→ **Testo selezionato**
+ + + + +

L'ostacolo della precisione fu superato con un'intuizione che oggi è un brevetto di Roboze in tutto il mondo: Lorusso installò gli ingranaggi di precisione di una macchina utensile da officina all'interno della stampante 3D. Lavorando poi sull'ingegneria e la scienza dei materiali, Roboze ha sviluppato materiali particolarmente performanti, come i polimeri termoplastici e il PEEK rinforzato con fibra di carbonio per applicazioni di metal replacement.
Alessio Lorusso, CEO di Roboze

Roboze oggi

La tecnologia Roboze oggi aiuta migliaia di aziende, fra cui molti dei maggiori industry leader. L'elenco dei clienti include l'Esercito statunitense, Leonardo, General Electric, Airbus, scuderie di Formula 1, che con la stampa producono componenti finiti, precisi, quando e dove ne hanno bisogno. 

Con una stampante 3D Roboze si possono produrre parti per il settore dell'esplorazione spaziale e per la costruzione di satelliti, componenti per l'automotive e motorsport, per quello energetico supportando le grandi corporate dell'Oil&Gas nella transizione verso le energie rinnovabili, per l'aviazione civile e militare.

+ + + + +

→ **Informazioni**
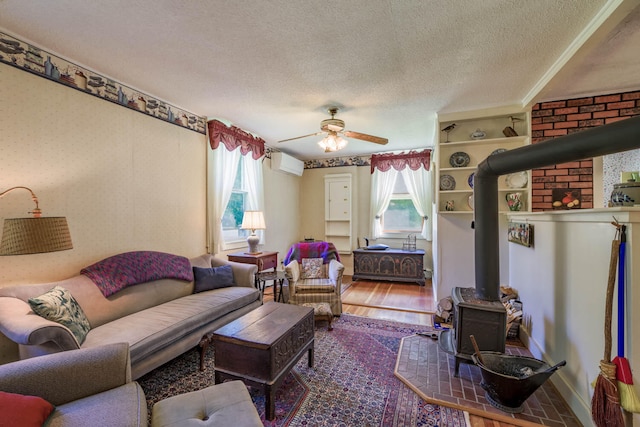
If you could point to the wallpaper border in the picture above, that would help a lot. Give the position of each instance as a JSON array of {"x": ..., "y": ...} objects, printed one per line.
[{"x": 38, "y": 61}]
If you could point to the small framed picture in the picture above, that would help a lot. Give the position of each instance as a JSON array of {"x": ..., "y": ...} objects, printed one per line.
[{"x": 520, "y": 233}]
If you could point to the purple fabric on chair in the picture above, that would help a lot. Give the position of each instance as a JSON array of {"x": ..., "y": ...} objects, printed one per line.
[
  {"x": 119, "y": 271},
  {"x": 325, "y": 250}
]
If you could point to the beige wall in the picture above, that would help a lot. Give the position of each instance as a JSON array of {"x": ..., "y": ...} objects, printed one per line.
[
  {"x": 312, "y": 210},
  {"x": 125, "y": 181}
]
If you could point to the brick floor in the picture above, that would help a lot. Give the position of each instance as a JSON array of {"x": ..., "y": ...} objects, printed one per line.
[{"x": 429, "y": 371}]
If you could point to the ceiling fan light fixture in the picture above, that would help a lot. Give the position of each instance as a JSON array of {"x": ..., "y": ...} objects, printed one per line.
[{"x": 333, "y": 142}]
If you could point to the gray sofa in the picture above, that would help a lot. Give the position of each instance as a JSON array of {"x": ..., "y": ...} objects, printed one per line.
[
  {"x": 160, "y": 319},
  {"x": 87, "y": 387},
  {"x": 93, "y": 387}
]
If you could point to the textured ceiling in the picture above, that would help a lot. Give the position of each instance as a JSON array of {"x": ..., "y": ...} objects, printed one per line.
[{"x": 272, "y": 67}]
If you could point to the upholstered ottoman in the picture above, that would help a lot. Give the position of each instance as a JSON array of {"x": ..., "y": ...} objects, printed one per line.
[
  {"x": 226, "y": 404},
  {"x": 321, "y": 311}
]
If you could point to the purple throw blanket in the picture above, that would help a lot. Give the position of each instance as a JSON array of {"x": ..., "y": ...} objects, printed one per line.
[
  {"x": 119, "y": 271},
  {"x": 325, "y": 250}
]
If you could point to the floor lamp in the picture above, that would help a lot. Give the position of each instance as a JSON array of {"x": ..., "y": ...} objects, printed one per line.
[{"x": 22, "y": 236}]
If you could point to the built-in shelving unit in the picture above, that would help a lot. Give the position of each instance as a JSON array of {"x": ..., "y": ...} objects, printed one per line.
[
  {"x": 338, "y": 222},
  {"x": 472, "y": 137},
  {"x": 459, "y": 144}
]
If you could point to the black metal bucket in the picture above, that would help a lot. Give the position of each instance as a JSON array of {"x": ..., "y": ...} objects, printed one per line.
[{"x": 510, "y": 380}]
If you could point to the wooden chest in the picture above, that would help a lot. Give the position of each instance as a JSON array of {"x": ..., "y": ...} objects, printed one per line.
[
  {"x": 262, "y": 346},
  {"x": 390, "y": 264}
]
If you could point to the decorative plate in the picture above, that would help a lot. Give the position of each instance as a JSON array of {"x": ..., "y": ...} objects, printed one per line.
[
  {"x": 478, "y": 134},
  {"x": 447, "y": 183},
  {"x": 517, "y": 180},
  {"x": 459, "y": 159}
]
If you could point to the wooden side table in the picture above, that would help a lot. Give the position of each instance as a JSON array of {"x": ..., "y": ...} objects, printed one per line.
[{"x": 264, "y": 261}]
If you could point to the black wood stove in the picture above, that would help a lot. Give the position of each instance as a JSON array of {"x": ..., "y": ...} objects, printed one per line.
[{"x": 478, "y": 311}]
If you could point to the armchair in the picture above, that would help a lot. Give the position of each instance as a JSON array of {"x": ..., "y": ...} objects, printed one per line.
[{"x": 324, "y": 285}]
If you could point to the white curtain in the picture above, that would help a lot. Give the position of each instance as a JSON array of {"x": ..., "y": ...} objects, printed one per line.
[
  {"x": 254, "y": 183},
  {"x": 419, "y": 183},
  {"x": 222, "y": 170},
  {"x": 382, "y": 184}
]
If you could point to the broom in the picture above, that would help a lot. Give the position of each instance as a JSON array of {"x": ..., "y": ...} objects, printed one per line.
[
  {"x": 628, "y": 397},
  {"x": 605, "y": 404}
]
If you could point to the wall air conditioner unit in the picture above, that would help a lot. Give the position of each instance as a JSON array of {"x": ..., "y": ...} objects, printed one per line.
[{"x": 285, "y": 163}]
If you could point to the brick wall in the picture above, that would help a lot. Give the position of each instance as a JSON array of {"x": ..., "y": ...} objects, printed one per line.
[{"x": 557, "y": 118}]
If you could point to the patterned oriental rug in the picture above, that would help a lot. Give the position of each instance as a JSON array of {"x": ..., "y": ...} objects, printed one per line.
[{"x": 351, "y": 384}]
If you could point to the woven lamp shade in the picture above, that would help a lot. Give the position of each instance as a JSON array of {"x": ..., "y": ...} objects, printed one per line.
[{"x": 23, "y": 236}]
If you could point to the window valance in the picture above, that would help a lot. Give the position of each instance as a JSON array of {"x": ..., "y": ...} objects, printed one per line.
[
  {"x": 413, "y": 159},
  {"x": 233, "y": 137}
]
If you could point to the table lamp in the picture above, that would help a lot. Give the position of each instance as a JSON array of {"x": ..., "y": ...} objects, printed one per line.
[
  {"x": 253, "y": 220},
  {"x": 22, "y": 236}
]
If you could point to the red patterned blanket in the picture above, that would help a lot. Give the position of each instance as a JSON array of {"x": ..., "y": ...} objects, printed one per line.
[{"x": 119, "y": 271}]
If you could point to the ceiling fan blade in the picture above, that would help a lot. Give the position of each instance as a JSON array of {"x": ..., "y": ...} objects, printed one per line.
[
  {"x": 303, "y": 136},
  {"x": 365, "y": 137}
]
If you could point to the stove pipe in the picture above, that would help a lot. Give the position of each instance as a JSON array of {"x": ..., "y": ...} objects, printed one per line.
[{"x": 612, "y": 138}]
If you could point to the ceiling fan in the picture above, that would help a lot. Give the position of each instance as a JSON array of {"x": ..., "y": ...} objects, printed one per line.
[{"x": 334, "y": 128}]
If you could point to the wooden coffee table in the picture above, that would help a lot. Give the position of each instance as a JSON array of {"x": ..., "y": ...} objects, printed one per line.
[{"x": 261, "y": 347}]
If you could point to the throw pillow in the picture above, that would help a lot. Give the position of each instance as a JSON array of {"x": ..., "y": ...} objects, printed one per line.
[
  {"x": 20, "y": 410},
  {"x": 58, "y": 305},
  {"x": 207, "y": 279},
  {"x": 311, "y": 268}
]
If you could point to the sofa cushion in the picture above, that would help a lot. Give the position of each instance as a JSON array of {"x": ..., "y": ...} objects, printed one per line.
[
  {"x": 58, "y": 305},
  {"x": 155, "y": 328},
  {"x": 121, "y": 406},
  {"x": 24, "y": 411},
  {"x": 311, "y": 268},
  {"x": 207, "y": 279}
]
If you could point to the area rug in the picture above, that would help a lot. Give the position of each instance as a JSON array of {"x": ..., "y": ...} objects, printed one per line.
[{"x": 351, "y": 384}]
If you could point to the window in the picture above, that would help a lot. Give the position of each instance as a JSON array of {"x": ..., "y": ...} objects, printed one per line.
[
  {"x": 401, "y": 216},
  {"x": 232, "y": 217}
]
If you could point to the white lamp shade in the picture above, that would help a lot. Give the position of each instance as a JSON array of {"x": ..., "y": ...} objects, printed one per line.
[{"x": 253, "y": 220}]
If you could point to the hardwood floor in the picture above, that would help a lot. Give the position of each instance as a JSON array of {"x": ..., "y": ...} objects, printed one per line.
[{"x": 400, "y": 302}]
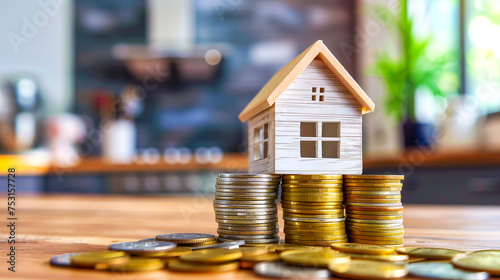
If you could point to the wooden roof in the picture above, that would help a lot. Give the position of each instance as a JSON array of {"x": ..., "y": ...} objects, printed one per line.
[{"x": 283, "y": 78}]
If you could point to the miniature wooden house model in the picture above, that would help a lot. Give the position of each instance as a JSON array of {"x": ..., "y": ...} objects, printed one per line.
[{"x": 308, "y": 118}]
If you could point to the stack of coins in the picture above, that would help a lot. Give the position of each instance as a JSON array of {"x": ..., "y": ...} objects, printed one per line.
[
  {"x": 312, "y": 209},
  {"x": 245, "y": 207},
  {"x": 374, "y": 212}
]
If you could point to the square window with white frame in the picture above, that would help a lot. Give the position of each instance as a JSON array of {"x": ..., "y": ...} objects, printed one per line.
[{"x": 320, "y": 135}]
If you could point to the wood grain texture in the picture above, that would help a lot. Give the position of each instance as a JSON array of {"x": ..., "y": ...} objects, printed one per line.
[
  {"x": 52, "y": 225},
  {"x": 286, "y": 76}
]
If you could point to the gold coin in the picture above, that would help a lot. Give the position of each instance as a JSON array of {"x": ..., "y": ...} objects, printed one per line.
[
  {"x": 315, "y": 258},
  {"x": 368, "y": 269},
  {"x": 312, "y": 198},
  {"x": 177, "y": 251},
  {"x": 253, "y": 251},
  {"x": 486, "y": 252},
  {"x": 138, "y": 264},
  {"x": 340, "y": 231},
  {"x": 317, "y": 186},
  {"x": 479, "y": 262},
  {"x": 368, "y": 181},
  {"x": 251, "y": 261},
  {"x": 384, "y": 258},
  {"x": 312, "y": 177},
  {"x": 373, "y": 185},
  {"x": 212, "y": 256},
  {"x": 363, "y": 249},
  {"x": 373, "y": 217},
  {"x": 375, "y": 208},
  {"x": 317, "y": 237},
  {"x": 314, "y": 243},
  {"x": 429, "y": 253},
  {"x": 99, "y": 260},
  {"x": 202, "y": 267},
  {"x": 375, "y": 177},
  {"x": 318, "y": 216},
  {"x": 247, "y": 232}
]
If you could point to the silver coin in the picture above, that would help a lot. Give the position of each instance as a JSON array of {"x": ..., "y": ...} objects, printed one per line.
[
  {"x": 440, "y": 270},
  {"x": 143, "y": 247},
  {"x": 147, "y": 240},
  {"x": 244, "y": 202},
  {"x": 313, "y": 220},
  {"x": 248, "y": 237},
  {"x": 63, "y": 260},
  {"x": 225, "y": 245},
  {"x": 256, "y": 241},
  {"x": 282, "y": 270}
]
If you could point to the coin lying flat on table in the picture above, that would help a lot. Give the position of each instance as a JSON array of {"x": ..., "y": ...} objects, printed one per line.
[
  {"x": 197, "y": 267},
  {"x": 138, "y": 264},
  {"x": 363, "y": 249},
  {"x": 429, "y": 253},
  {"x": 282, "y": 270},
  {"x": 143, "y": 247},
  {"x": 441, "y": 270},
  {"x": 479, "y": 262},
  {"x": 99, "y": 260},
  {"x": 366, "y": 269},
  {"x": 63, "y": 260},
  {"x": 315, "y": 258},
  {"x": 186, "y": 237}
]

+ + + + +

→ **Compito da svolgere**
Trascriva senza alcuna modifica il brano del testo su Roboze che va da "La tecnologia Roboze" fino a "ne hanno bisogno.", estremi inclusi.

→ **Risposta al problema**
La tecnologia Roboze oggi aiuta migliaia di aziende, fra cui molti dei maggiori industry leader. L'elenco dei clienti include l'Esercito statunitense, Leonardo, General Electric, Airbus, scuderie di Formula 1, che con la stampa producono componenti finiti, precisi, quando e dove ne hanno bisogno.